• [What you have to do] Rewrite every line of the items below, requests included, but leave out the pictures. Multiply each coordinate in the answers by 1.7 and round it to a whole number, with halves rounded up.

Data entries
* start *

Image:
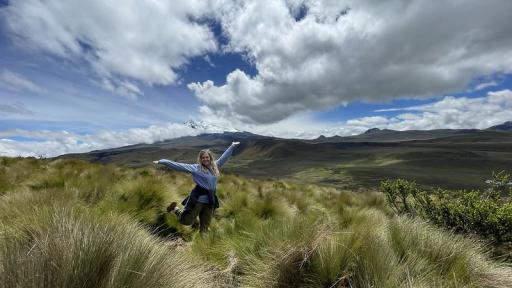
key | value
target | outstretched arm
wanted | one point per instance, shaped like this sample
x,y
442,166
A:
x,y
177,165
225,156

* end *

• [Answer in full]
Image:
key | value
target | outstretched arm
wanted | one point per instance, shaped like this sample
x,y
442,166
A:
x,y
301,281
383,265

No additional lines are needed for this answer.